Sfida 1
Seleziona dall'elenco riportato più avanti tutte le righe in cui compare la parola "blue".

Risse, coltellate e sparatorie, la vita in galera («lì ci sono le persone vere»), la musica come salvezza (grazie a Baby Gang), il disco che uscirà a gennaio. «Sono uno che ha vissuto delle cose e le racconta»

Foto: Argante Baschiera

Di lui sappiamo poco, quasi nulla. Fino ad oggi non ha mai concesso interviste. Questa è la sua prima vera occasione di farsi conoscere, oltre alla musica e alle vicende giudiziarie che hanno occupato le pagine di cronaca dei giornali. Seduto nello studio di registrazione, Mohamed Lamine Saida ovvero Simba La Rue parla del passato, del presente e del futuro, ovvero l’album che i fan aspettano da tempo. Metto in REC l’intervista e lascio che sia lui a presentarsi.

«Il nome Simba La Rue nasce un po’ per scherzo, mio zio mi chiamava Leone e così anche i miei amici. Poi il nome sì è trasformato in Simba, il cucciolo leone, e La Rue perché ero sempre in strada dalla mattina alla sera. Mia mamma mi rincorreva in quartiere perché non tornavo mai a casa fino a sera, io le dicevo “mamma, a me piace la strada”. Ed ecco Simba La Rue».

Dove sei nato? E cosa hai fatto prima di iniziare con la musica?
Sono nato in Tunisia, e sono rimasto lì fino a 6, 7 anni. Mio padre era già in Italia, ha fatto i documenti a me e mia madre e lo abbiamo raggiunto. Ho studiato fino alla seconda superiore, quando mi hanno mandato a fare uno stage da metalmeccanico, ho litigato col datore di lavoro e mi hanno cacciato sia da lì che dalla scuola, che poi ho mollato.

Dopo che hai lasciato la scuola cosa hai fatto?
Tante tarantelle. Dopo un paio d’anni sono stato arrestato, ho fatto il carcere minorile al Beccaria, poi mi hanno mandato in una comunità da cui sono scappato, e ho fatto la latitanza. Alla fine mi sono consegnato alle forze dell’ordine, ho finito il mio “aggravamento” (per la latitanza) al Beccaria e poi sono arrivato alla comunità Kairos di Don Claudio (Burgio) e da lì mi è cambiata la vita: è lì che è arrivata la musica, che è arrivato tutto. Ho smesso con le droghe – usavo tanto gli psicofarmaci – e quel percorso mi ha aiutato molto a farmi un’idea della vita, di quello che avrei voluto fare in futuro

E lì hai iniziato a fare musica…
È nato tutto quasi per scherzo, in comunità insieme e a me c’era Baby [Gang]. Stavamo cazzeggiando mentre lui faceva freestyle con le sue basi su YouTube: ho iniziato a fare due barre così per gioco e Baby mi ha detto: «Bella! Registriamola!». All’inizio non mi faceva impazzire l’idea, ma dopo aver registrato è uscita Sacoche, ha fatto il suo successo e allora ho continuato, ho preso la strada della musica.

Dati dell'esercizio
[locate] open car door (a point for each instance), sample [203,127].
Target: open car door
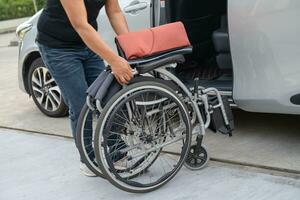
[138,14]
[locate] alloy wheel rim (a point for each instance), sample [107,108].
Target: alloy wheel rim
[45,89]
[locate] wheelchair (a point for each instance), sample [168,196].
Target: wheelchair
[139,136]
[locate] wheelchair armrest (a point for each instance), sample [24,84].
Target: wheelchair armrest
[150,66]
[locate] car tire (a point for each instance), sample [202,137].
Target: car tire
[44,90]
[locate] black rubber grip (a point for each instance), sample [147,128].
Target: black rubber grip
[93,89]
[104,87]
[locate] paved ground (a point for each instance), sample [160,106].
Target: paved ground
[45,167]
[264,140]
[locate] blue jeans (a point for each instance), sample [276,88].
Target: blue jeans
[74,70]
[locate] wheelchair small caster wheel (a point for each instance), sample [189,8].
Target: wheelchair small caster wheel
[197,158]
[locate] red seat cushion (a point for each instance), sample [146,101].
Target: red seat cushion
[153,41]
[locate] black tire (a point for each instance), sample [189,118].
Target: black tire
[85,153]
[109,172]
[59,108]
[88,159]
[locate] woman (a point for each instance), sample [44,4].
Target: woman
[73,50]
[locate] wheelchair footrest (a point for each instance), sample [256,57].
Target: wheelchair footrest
[217,120]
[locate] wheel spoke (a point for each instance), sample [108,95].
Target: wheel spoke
[41,98]
[40,76]
[36,80]
[53,105]
[37,90]
[54,96]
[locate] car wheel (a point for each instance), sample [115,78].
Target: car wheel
[44,90]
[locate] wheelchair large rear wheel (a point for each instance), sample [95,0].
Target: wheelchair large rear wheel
[142,137]
[85,138]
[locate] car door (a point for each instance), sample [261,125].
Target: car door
[138,15]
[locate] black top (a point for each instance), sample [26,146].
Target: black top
[55,29]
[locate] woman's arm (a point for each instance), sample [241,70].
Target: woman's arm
[77,15]
[116,17]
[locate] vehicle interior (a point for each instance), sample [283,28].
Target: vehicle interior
[207,28]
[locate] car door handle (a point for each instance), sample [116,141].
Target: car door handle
[135,6]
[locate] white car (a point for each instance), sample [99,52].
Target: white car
[249,50]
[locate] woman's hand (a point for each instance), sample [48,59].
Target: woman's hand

Sfida 2
Scrivi il seguito dell'intervista a Simba La Rue, ripartendo subito dopo l'ultima risposta riportata.

Risposta finale 1
[locate] blue jeans (a point for each instance), sample [276,88].
Target: blue jeans

Risposta finale 2
Che musica ascoltavi prima di iniziare a fare rap?
Ho ascoltato tanta musica francese, perché ho vissuto un periodo della mia vita in Francia. Chi mi ha influenzato di più sono stati i PNL e Kalash Criminel. Anche se faccio tutt’altra musica la mia ispirazione rimangono i PNL.

Che ricordi hai del carcere minorile?
Credo che il minorile traumatizzi. Lì non ci sono vie di mezzo: o esci peggio o esci che hai paura pure della tua ombra. È difficile da spiegare, ma i minorili sono peggio delle carceri per maggiorenni, avendo fatto tutti e due. Vedevi ragazzini che si volevano impiccare, o gli assistenti che picchiavano i ragazzi, queste cose vuoi o non vuoi capitano. Poi quando si è piccoli si sente tanto la mancanza dei genitori…

Chi ti ascolta si chiede sempre se quello che dici nei pezzi ti sia successo davvero. Rapine, spaccio, criminalità sono solo un racconto di fantasia o fanno parte della tua storia personale?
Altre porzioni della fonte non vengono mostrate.